Recorded data

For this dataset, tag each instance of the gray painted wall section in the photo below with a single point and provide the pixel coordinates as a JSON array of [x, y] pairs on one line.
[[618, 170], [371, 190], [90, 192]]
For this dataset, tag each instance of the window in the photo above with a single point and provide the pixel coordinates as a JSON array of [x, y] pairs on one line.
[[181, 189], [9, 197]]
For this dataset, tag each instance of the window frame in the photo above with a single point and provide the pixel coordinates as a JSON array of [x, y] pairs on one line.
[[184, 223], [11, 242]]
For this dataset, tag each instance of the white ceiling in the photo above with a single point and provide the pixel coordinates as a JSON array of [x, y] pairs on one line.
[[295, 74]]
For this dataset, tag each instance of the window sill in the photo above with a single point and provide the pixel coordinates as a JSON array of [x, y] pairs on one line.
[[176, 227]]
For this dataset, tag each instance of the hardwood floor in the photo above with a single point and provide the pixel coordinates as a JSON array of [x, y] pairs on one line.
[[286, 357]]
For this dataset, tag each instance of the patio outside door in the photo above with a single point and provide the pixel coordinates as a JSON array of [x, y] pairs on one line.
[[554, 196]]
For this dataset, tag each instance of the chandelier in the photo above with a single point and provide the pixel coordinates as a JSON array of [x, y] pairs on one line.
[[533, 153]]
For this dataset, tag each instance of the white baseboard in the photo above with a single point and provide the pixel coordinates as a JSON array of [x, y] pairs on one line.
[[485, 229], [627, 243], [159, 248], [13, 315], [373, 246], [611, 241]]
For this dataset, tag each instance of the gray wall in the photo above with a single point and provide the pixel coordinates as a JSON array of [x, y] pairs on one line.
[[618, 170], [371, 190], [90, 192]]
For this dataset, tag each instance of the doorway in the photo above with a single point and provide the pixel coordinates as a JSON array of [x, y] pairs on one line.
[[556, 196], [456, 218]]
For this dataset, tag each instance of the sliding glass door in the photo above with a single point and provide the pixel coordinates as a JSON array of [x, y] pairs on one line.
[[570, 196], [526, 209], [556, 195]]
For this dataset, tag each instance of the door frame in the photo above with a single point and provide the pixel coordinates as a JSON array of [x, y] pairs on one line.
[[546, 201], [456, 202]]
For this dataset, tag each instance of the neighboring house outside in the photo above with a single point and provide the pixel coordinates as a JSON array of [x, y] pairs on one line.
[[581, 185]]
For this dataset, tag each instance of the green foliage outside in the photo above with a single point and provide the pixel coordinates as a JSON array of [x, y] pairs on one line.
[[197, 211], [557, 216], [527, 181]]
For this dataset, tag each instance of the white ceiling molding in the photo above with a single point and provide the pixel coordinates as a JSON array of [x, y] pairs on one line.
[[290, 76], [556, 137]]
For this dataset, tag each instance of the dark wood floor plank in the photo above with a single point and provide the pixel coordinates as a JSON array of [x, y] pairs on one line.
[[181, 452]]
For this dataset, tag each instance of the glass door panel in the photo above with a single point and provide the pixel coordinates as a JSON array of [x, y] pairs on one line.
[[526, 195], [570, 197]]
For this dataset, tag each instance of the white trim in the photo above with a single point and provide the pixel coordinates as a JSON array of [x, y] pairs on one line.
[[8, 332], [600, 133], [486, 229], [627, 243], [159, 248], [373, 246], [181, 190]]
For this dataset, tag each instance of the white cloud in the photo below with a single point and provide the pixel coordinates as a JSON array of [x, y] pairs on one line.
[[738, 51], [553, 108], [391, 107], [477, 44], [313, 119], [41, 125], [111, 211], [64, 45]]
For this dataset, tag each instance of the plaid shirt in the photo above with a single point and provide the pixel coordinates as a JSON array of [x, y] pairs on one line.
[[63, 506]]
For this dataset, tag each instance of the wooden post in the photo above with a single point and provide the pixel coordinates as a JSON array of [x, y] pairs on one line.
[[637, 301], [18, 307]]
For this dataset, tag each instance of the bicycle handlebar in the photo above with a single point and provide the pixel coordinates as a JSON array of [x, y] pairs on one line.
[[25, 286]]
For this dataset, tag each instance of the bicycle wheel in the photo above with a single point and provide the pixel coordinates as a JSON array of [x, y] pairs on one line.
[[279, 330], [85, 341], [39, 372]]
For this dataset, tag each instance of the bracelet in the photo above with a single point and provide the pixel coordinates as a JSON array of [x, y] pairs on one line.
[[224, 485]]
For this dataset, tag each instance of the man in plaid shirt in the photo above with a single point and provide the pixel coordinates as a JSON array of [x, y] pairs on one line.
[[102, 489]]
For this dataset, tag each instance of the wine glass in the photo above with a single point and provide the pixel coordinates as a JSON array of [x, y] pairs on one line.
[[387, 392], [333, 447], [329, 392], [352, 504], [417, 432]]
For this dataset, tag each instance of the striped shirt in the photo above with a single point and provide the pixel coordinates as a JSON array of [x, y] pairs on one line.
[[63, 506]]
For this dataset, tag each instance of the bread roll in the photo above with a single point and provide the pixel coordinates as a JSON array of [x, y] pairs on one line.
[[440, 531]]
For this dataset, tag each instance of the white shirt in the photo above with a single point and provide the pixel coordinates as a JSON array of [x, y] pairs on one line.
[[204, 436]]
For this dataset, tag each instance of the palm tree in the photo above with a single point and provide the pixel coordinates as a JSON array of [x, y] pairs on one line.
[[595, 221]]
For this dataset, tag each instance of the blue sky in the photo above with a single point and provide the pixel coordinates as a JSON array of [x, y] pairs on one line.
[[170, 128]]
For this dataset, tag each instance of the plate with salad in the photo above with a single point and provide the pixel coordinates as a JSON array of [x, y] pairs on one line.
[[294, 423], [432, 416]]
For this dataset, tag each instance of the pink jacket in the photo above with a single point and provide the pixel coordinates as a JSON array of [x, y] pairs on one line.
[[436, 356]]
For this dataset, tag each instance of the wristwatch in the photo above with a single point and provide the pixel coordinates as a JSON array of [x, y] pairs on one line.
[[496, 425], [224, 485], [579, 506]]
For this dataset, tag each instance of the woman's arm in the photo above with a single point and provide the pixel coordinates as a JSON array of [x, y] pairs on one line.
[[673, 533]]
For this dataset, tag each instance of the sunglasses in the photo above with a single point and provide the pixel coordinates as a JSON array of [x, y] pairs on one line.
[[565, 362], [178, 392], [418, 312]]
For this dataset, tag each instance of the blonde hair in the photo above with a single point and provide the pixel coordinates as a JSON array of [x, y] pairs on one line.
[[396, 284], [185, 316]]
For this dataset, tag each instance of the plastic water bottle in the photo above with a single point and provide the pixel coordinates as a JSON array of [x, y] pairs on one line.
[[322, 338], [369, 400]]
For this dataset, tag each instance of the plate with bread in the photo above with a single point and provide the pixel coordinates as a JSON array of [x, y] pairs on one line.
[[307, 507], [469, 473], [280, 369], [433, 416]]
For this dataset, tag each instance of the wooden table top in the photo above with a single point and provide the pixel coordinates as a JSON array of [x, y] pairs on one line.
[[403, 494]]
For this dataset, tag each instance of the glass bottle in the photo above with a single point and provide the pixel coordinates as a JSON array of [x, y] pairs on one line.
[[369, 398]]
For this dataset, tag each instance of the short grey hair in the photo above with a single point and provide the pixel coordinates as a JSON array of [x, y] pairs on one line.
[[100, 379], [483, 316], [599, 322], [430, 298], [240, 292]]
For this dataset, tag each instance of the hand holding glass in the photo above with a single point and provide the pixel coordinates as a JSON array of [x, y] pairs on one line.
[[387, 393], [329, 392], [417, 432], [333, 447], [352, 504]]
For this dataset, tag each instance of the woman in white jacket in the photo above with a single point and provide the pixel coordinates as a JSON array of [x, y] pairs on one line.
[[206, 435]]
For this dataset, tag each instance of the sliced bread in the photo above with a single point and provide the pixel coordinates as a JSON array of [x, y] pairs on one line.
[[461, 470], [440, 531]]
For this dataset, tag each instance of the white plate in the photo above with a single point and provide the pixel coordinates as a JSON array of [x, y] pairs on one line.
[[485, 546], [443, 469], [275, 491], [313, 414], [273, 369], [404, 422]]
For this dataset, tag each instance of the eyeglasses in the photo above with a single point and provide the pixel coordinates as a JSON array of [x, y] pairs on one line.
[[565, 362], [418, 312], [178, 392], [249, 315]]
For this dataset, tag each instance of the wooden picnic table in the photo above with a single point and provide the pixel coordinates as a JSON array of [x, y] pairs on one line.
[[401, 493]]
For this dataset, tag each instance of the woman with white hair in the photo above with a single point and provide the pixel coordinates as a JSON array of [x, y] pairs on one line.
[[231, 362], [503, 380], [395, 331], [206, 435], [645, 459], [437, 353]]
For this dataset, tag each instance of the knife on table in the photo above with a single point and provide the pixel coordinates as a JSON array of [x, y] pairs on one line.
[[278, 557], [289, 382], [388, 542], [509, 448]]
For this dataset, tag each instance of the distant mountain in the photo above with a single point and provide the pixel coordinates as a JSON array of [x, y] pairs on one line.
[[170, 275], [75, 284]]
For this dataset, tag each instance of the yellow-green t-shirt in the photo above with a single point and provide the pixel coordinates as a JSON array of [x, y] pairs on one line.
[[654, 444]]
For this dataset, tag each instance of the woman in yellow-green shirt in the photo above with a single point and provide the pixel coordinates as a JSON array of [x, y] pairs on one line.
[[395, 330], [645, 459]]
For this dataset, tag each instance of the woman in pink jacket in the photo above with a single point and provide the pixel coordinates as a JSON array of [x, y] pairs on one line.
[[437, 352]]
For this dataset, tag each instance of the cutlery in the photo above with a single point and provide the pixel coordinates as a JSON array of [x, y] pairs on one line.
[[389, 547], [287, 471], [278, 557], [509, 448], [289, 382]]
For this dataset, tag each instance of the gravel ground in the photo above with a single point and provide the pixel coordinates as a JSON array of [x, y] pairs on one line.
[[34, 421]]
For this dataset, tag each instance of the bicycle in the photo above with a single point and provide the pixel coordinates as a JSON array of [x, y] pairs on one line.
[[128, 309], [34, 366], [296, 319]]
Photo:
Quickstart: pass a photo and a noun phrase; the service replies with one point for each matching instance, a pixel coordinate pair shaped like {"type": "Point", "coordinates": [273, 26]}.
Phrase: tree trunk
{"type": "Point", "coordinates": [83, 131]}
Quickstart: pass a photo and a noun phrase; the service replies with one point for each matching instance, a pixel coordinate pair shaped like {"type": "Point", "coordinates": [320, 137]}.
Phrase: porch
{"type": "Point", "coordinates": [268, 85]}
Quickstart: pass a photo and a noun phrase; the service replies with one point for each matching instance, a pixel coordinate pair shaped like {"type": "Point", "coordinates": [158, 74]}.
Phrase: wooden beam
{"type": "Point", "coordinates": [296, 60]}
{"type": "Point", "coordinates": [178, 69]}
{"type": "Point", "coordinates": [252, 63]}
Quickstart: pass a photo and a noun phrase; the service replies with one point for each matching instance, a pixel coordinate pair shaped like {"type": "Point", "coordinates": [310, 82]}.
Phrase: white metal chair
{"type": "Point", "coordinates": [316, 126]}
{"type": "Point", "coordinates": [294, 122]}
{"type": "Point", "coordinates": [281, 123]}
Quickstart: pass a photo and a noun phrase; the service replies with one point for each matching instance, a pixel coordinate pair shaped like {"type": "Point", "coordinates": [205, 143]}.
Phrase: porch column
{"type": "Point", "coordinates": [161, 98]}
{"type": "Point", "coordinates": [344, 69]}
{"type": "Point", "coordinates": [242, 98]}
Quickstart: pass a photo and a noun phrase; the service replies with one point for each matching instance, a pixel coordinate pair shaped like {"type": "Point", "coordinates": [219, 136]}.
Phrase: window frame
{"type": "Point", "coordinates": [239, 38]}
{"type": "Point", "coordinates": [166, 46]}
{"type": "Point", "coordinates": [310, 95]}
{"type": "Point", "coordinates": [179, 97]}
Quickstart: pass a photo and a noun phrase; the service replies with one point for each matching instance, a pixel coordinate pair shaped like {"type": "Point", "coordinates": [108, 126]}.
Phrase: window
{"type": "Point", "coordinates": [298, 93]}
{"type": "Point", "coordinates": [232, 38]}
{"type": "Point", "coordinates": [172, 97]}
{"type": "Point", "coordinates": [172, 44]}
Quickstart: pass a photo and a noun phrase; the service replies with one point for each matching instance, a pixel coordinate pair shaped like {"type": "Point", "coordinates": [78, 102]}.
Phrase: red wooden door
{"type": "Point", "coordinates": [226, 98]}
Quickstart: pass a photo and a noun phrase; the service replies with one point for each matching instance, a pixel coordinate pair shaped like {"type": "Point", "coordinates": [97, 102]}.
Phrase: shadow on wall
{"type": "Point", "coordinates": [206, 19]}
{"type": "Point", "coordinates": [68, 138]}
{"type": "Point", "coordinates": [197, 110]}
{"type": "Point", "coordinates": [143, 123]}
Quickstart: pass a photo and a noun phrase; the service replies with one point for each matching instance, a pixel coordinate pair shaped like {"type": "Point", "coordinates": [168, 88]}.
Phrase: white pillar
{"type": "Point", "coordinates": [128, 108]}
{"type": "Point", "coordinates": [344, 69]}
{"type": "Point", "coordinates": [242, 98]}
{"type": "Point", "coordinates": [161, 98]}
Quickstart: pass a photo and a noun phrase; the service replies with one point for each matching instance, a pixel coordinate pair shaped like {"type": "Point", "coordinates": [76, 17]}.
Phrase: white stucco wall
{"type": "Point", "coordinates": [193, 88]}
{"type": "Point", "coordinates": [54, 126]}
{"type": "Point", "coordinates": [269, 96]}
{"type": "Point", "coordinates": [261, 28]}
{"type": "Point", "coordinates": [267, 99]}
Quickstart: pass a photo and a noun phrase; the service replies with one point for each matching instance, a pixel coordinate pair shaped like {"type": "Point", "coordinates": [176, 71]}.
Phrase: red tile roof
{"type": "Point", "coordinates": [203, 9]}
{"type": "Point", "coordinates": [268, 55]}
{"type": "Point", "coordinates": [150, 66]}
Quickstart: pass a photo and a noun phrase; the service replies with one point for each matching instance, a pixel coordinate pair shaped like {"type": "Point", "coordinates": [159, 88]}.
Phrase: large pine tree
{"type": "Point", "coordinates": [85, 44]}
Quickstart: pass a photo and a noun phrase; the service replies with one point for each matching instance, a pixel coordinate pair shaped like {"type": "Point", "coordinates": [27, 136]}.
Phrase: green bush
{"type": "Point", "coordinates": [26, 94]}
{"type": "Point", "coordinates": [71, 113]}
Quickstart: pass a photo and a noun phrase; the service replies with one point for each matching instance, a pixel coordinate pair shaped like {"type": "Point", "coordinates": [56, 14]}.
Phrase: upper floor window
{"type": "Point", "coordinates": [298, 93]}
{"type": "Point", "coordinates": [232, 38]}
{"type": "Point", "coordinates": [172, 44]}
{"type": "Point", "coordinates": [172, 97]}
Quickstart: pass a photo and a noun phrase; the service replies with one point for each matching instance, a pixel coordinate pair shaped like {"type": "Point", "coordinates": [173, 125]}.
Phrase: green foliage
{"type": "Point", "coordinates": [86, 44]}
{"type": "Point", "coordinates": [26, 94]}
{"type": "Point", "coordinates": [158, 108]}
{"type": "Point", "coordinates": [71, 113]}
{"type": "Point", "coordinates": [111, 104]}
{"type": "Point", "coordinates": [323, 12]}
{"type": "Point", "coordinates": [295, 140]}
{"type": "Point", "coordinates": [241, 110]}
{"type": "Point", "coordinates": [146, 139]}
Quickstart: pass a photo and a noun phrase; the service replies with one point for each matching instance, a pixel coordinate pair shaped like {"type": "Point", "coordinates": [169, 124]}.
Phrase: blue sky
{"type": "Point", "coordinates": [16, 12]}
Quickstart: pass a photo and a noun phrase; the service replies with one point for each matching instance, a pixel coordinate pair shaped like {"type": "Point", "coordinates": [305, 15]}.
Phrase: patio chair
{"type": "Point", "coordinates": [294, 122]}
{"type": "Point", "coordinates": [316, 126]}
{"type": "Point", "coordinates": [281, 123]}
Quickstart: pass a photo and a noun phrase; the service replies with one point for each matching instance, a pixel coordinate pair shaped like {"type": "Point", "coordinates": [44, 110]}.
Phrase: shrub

Direction » Set down the lines above, copying them exactly, from the line with "For this dataset, tag each instance of the striped" up to and including the line with "[[436, 356]]".

Task result »
For this dataset, tag each instance of the striped shirt in the photo above with a single point and provide the pixel coordinates as a JSON array of [x, y] pairs on one line.
[[63, 506]]
For this dataset, tag each instance of the bread roll in the photo above with a single point and provide the pixel coordinates as a JSON array of [x, y] pairs on one line.
[[440, 531]]
For this dataset, tag each instance of the white shirt in the photo above with a single point and provide the pixel coordinates as a JSON array of [x, y] pairs on one line.
[[204, 436]]
For this dataset, tag each instance of the palm tree in the photo above with a single point and provide the pixel coordinates as a JSON array of [x, y] pairs on one line.
[[595, 221]]
For this dataset, tag each instance of the blue sky in the photo above with a single point and provide the pixel coordinates as a JSON array of [x, y] pairs on one line.
[[170, 128]]
For this dataset, tag each instance of the plate with salad in the photo above with a single point and provide the pixel coordinates as a JSON array of [x, y] pairs on one line.
[[294, 423], [432, 416]]
For this dataset, tag each instance of the pink jacket in the photo above with a single point and provide the pixel coordinates as a JSON array of [x, y] pairs on one line.
[[436, 356]]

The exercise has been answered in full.